— HOW TO COMPLETE THIS TASK —
Give an exact copy of every entry.

== Segment start ==

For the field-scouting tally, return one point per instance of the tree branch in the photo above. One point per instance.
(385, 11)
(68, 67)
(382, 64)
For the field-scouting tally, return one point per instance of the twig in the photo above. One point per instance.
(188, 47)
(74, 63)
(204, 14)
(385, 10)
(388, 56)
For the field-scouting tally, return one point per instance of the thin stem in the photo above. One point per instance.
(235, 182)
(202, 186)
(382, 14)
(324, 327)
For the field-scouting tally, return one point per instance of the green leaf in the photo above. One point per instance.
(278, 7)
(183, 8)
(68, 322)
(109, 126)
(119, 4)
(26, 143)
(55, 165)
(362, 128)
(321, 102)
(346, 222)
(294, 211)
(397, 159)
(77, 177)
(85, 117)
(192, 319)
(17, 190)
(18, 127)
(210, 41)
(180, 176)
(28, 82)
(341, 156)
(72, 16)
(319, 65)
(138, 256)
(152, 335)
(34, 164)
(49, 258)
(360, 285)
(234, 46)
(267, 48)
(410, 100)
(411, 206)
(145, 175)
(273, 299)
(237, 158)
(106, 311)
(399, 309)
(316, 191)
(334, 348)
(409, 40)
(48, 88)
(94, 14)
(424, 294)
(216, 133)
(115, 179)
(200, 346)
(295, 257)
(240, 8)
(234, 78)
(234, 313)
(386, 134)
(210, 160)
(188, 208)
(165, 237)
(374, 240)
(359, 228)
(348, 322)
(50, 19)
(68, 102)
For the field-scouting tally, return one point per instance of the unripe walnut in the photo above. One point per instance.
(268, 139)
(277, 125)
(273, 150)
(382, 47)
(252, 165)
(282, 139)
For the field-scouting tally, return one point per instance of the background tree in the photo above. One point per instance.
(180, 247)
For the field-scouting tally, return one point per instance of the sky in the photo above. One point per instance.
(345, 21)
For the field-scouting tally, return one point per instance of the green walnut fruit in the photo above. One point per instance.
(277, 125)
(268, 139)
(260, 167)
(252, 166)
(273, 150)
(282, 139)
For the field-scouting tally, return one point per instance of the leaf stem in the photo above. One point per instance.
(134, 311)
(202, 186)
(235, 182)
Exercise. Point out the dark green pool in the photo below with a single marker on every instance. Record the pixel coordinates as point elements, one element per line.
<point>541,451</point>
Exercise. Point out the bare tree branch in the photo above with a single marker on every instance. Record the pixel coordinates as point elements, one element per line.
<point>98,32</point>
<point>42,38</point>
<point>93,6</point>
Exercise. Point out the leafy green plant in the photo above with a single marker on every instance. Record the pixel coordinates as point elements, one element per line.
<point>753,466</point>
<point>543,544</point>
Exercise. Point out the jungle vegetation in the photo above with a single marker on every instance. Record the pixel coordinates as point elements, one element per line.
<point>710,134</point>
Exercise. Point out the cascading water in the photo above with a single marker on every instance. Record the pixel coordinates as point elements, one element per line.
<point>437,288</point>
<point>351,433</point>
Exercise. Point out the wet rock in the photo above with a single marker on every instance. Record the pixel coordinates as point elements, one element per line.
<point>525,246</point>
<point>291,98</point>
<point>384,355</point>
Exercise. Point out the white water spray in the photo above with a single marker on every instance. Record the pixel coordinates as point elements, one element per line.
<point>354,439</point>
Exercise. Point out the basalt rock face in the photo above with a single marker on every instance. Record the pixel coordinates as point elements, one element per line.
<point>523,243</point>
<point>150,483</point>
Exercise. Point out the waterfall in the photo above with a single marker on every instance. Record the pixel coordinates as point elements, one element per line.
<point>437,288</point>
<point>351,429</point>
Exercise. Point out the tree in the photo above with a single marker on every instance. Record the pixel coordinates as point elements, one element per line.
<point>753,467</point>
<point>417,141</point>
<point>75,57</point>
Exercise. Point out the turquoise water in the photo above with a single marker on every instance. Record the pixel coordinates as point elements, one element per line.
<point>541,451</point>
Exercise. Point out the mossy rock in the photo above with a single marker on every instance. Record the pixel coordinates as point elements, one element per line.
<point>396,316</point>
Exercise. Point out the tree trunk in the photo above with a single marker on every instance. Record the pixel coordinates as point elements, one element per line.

== Segment end ==

— RESPONSE BOX —
For the field-scouting tally, return one point per instance of the tree branch in the photo above. One point per instance.
(385, 11)
(68, 67)
(382, 64)
For the field-scouting tally, return one point per instance of the twig in the photo above. One point per instance.
(188, 47)
(74, 63)
(204, 14)
(385, 10)
(388, 56)
For the field-scouting tally, return one point per instance of the thin stem in the photo above. One point per instance.
(235, 182)
(202, 186)
(382, 14)
(324, 327)
For the field-scouting tally, return one point per instance of the green leaf in the photo above. One point per instance.
(278, 7)
(183, 8)
(68, 322)
(109, 126)
(119, 4)
(26, 143)
(55, 165)
(362, 128)
(321, 102)
(346, 222)
(294, 211)
(397, 159)
(77, 177)
(85, 117)
(192, 319)
(17, 190)
(18, 127)
(210, 41)
(180, 176)
(28, 82)
(341, 156)
(72, 16)
(319, 65)
(138, 256)
(152, 335)
(34, 164)
(49, 258)
(360, 285)
(234, 46)
(267, 48)
(410, 100)
(411, 206)
(145, 175)
(273, 299)
(237, 158)
(106, 311)
(399, 309)
(316, 191)
(334, 348)
(409, 40)
(48, 88)
(94, 14)
(424, 294)
(216, 133)
(115, 179)
(200, 346)
(295, 257)
(240, 8)
(234, 78)
(234, 313)
(386, 134)
(210, 160)
(188, 208)
(165, 237)
(374, 240)
(359, 228)
(348, 322)
(50, 19)
(68, 102)
For the field-scouting tally, return one point per instance of the unripe walnut in the photo above. One point per instance.
(268, 139)
(277, 125)
(273, 150)
(382, 47)
(252, 165)
(282, 139)
For the field-scouting tally, return one point per instance of the background tree in the photo above. One point per instance.
(180, 247)
For the field-scouting tally, return one point per instance of the sky in the photo above. One point per instance.
(345, 21)
For the field-scouting tally, return one point per instance of the green walnut fruit in the photo above. One point per instance.
(277, 125)
(268, 139)
(260, 167)
(252, 166)
(273, 150)
(282, 139)
For the field-scouting tally, return one point per instance of the leaf stem in the photo above. One point per instance.
(134, 311)
(202, 186)
(235, 182)
Exercise. Point out the dark green pool in the photo below with a single marker on every instance. Record the pixel coordinates as point elements, one element per line.
<point>541,451</point>
Exercise. Point out the bare tree branch in the photo above with a single marker on every instance. Record the pixel coordinates as point elements, one element per line.
<point>98,32</point>
<point>42,38</point>
<point>93,6</point>
Exercise. Point out the leafy green plant in the photo above with a single marker on every instance. Record the pixel coordinates as point elements, one element per line.
<point>753,466</point>
<point>543,544</point>
Exercise. Point out the jungle vegetation in the photo above with a single marker on every instance. Record the pixel coordinates as point elements, one element per line.
<point>710,134</point>
Exercise. Point out the cascading water in the photo above with a single marker on every instance. Record the pixel coordinates as point elements, one element per line.
<point>437,288</point>
<point>351,433</point>
Exercise. Point out the wet rock in the photo above with a single marker on every instance. Record the pixel coordinates as point elements, one element per line.
<point>525,246</point>
<point>291,98</point>
<point>384,355</point>
Exercise. Point out the white water spray in the photo above with a single marker on every instance. Record the pixel coordinates as point elements, one element per line.
<point>354,439</point>
Exercise. Point out the basalt rock face in the photo above with a single marker on every instance. Record the pixel coordinates as point elements, one element per line.
<point>523,243</point>
<point>150,483</point>
Exercise. Point out the waterfall in the photo above with a single marker on every instance. Record the pixel coordinates as point elements, one element per line.
<point>437,288</point>
<point>351,429</point>
Exercise. Point out the tree in the photo above with a single marker on every instance. Record the pixel coordinates as point elements, one element per line.
<point>753,467</point>
<point>417,141</point>
<point>75,57</point>
Exercise. Point out the turquoise water in the photo above with a single marker on every instance. Record the pixel coordinates as point elements, one element per line.
<point>541,451</point>
Exercise. Point out the mossy rock in the photo above with a single marker on every instance. Record the pixel coordinates as point elements, one element per line.
<point>396,316</point>
Exercise. Point out the tree trunk in the photo above with a single marker on every instance. Record the pixel coordinates as point elements, one element per line.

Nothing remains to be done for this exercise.